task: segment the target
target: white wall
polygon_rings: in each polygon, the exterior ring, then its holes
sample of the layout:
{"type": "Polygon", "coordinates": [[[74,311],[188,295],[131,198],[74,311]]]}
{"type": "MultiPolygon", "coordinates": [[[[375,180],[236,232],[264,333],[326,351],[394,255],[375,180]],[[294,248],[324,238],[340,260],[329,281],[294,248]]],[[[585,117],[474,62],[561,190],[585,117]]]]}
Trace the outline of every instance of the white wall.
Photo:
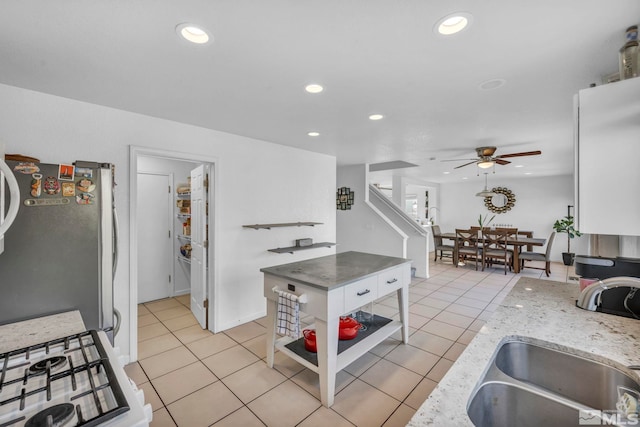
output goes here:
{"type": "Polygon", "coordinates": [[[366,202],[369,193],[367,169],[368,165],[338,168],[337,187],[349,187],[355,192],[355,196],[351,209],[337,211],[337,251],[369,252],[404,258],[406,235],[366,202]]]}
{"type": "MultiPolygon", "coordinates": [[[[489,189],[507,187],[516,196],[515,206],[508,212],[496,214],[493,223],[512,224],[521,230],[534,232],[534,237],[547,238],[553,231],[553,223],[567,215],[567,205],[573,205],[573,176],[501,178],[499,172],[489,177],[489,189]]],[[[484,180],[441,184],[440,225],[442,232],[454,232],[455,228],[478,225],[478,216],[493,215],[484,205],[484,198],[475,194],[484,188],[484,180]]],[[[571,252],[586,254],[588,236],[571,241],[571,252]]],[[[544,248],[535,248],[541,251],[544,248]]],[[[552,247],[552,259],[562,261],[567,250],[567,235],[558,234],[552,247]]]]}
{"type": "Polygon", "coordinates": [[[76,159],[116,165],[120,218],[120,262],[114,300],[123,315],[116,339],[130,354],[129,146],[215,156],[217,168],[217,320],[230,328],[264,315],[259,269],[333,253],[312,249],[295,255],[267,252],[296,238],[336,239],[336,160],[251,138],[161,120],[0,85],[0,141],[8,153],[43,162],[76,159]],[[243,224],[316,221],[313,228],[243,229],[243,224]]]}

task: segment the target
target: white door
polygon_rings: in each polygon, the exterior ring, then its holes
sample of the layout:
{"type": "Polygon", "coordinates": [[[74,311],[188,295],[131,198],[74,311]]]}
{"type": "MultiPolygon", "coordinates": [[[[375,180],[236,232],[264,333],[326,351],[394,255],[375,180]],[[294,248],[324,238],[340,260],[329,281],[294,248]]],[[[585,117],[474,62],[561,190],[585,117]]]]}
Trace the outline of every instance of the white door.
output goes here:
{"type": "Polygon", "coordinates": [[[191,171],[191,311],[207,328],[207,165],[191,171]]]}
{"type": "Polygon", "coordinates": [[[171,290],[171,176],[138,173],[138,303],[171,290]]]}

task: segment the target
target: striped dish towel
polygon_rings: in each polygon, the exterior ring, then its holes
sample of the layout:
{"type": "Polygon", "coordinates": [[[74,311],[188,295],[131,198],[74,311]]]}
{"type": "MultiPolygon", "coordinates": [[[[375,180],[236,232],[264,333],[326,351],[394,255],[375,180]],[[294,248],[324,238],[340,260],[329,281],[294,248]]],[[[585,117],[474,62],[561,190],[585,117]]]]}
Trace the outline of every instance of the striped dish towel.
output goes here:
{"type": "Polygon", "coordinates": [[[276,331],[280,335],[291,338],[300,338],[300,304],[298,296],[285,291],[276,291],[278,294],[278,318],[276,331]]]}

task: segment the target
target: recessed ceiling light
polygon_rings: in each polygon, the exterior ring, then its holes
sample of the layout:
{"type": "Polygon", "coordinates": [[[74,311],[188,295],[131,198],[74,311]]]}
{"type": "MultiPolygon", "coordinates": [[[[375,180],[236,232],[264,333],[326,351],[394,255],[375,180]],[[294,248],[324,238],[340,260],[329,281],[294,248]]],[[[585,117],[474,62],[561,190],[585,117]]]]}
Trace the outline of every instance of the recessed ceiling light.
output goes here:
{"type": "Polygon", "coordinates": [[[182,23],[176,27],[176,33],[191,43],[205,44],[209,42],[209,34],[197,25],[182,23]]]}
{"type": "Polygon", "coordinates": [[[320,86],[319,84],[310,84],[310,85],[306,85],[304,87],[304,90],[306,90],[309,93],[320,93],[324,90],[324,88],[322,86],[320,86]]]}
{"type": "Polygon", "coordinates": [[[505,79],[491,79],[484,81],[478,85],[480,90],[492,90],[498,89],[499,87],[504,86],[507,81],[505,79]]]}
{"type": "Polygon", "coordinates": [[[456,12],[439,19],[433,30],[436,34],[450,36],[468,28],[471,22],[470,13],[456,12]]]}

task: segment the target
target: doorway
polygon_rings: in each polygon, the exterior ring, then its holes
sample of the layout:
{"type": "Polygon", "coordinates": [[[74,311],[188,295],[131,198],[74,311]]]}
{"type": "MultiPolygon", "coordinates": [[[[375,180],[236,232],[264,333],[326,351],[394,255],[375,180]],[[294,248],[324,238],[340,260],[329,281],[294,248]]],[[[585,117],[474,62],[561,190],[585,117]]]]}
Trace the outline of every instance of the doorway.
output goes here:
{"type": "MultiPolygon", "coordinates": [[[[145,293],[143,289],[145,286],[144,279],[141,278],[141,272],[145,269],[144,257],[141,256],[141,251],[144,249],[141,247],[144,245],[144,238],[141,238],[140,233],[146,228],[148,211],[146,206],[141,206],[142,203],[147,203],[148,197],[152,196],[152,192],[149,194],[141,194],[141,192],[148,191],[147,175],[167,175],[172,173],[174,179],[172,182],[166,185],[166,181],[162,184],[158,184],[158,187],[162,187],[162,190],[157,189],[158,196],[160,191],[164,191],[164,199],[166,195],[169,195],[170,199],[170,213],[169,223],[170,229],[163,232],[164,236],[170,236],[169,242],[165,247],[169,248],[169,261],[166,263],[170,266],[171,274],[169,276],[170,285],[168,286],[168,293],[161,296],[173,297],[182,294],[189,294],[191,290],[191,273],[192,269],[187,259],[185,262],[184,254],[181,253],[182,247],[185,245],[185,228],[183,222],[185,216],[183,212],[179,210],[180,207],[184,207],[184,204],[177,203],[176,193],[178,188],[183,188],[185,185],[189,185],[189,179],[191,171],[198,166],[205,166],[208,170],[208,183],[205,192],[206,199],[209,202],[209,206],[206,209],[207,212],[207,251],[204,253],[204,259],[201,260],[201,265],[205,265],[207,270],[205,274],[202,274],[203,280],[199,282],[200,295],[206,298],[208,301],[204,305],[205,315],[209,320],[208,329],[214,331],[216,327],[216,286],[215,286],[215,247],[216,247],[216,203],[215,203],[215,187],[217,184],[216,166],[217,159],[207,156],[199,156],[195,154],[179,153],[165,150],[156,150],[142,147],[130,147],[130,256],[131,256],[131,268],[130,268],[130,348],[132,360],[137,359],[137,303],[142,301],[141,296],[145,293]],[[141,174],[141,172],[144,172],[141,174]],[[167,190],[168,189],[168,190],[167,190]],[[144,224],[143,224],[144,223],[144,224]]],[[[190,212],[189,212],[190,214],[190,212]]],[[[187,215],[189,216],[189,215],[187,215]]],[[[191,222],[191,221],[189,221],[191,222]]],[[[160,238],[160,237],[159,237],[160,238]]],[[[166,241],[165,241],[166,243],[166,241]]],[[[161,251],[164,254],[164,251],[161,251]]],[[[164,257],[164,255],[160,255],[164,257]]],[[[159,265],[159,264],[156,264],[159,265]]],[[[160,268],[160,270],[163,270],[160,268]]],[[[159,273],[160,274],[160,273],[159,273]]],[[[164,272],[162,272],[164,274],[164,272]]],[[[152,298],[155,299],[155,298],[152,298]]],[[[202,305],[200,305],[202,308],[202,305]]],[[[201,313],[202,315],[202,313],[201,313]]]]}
···
» **GIVEN EXERCISE**: Pick out every line in the material above that contains the word "white", and copy each one in full.

» **RESPONSE**:
target: white wall
Trace the outline of every instance of the white wall.
target: white door
Trace the outline of every instance of the white door.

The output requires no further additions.